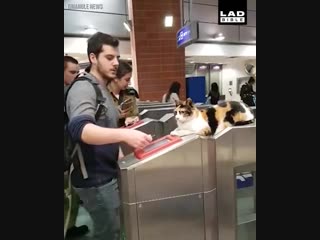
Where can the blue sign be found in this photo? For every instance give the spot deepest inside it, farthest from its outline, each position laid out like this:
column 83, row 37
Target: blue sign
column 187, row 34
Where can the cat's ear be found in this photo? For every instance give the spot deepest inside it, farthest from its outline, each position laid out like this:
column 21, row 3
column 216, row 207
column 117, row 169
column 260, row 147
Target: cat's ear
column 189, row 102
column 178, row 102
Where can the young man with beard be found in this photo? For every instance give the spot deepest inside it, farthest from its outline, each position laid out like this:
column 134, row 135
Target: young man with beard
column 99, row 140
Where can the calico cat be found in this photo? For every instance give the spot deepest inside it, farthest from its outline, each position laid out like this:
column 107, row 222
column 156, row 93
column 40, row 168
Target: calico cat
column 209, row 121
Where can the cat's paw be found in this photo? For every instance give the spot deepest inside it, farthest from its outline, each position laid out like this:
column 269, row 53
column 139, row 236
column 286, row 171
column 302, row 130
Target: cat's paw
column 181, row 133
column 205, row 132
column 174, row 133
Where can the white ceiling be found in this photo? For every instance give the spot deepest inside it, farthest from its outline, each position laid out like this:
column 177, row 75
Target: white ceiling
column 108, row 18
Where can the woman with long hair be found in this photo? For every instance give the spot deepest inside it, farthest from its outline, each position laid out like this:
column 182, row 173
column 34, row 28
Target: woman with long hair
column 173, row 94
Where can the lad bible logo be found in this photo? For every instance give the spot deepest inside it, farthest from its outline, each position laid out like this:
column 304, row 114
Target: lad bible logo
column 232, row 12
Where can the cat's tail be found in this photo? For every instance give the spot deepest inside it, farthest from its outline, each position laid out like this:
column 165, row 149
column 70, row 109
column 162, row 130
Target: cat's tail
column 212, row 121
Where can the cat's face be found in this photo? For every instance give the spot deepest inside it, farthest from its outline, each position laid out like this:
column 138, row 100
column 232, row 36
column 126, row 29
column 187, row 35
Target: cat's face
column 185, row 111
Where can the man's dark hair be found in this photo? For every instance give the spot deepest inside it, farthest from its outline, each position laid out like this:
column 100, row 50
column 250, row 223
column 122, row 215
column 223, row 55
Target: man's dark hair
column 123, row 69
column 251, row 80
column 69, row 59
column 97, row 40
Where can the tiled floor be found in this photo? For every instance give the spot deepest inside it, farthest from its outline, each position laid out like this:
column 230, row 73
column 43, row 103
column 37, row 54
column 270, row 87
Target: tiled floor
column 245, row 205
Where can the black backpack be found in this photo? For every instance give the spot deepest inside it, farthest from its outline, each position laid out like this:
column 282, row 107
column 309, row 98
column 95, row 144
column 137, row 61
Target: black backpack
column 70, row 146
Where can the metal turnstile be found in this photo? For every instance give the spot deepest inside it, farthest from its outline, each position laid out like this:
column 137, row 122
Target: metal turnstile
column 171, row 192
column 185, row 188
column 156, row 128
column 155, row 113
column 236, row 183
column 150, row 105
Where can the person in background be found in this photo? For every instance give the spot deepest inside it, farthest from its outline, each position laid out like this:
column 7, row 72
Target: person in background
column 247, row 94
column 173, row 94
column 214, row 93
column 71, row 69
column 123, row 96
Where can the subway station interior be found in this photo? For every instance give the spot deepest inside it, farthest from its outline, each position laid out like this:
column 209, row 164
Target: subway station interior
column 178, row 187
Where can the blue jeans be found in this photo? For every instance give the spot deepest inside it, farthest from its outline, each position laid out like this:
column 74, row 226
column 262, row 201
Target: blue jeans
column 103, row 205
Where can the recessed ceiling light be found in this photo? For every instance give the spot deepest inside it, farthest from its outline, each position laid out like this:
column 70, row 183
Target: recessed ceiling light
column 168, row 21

========================================================================

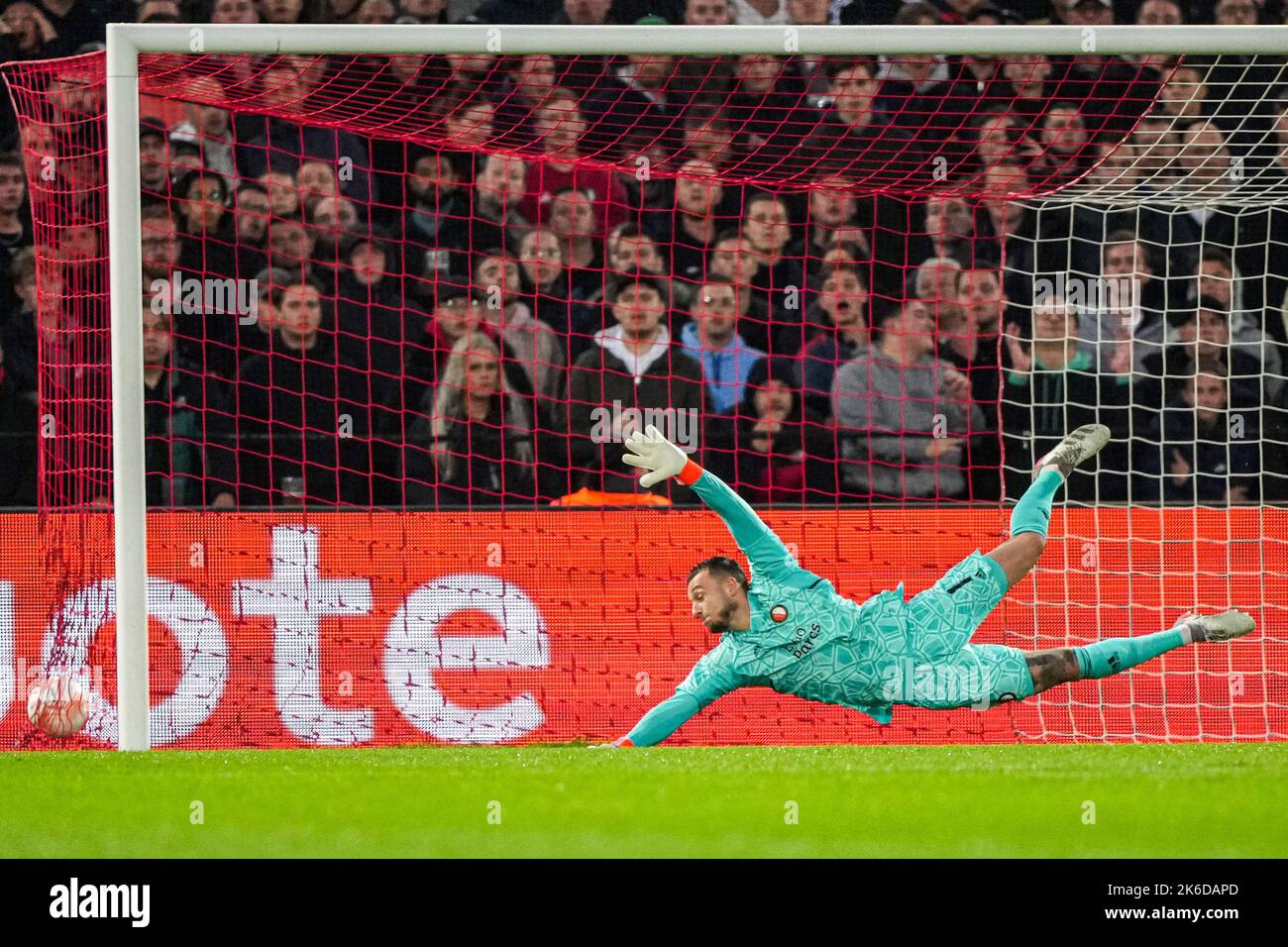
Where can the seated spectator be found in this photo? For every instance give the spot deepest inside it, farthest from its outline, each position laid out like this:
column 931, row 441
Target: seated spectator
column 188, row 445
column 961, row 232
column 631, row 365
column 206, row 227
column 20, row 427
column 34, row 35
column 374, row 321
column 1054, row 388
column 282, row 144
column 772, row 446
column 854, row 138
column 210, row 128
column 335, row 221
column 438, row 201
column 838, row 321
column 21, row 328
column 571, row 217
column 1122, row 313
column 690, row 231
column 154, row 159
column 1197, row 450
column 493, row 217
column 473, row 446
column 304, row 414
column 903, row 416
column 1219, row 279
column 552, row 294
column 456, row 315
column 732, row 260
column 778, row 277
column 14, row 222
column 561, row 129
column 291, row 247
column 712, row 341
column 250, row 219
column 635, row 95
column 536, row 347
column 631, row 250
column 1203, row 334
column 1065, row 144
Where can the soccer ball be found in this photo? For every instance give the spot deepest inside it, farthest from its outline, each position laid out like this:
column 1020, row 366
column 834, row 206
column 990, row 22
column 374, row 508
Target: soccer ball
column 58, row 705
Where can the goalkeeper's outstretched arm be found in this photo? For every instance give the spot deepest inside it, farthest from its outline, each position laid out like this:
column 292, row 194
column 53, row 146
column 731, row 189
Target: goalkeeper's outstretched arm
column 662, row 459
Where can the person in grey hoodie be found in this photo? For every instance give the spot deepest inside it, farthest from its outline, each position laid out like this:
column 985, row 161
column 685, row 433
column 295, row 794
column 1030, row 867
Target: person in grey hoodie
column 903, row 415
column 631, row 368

========================================================================

Task description: Copy out, word for word, the stretch of the entries above that starts with the line containing "Where can the lad" and ends with the line containing "column 232, row 12", including both of those lines.

Solution for this exercise:
Where can the lad bible logo be found in this photo? For every instance give the spot deepest inside it, farthest from its outline, each position laid out like this:
column 304, row 114
Target: lad bible logo
column 232, row 12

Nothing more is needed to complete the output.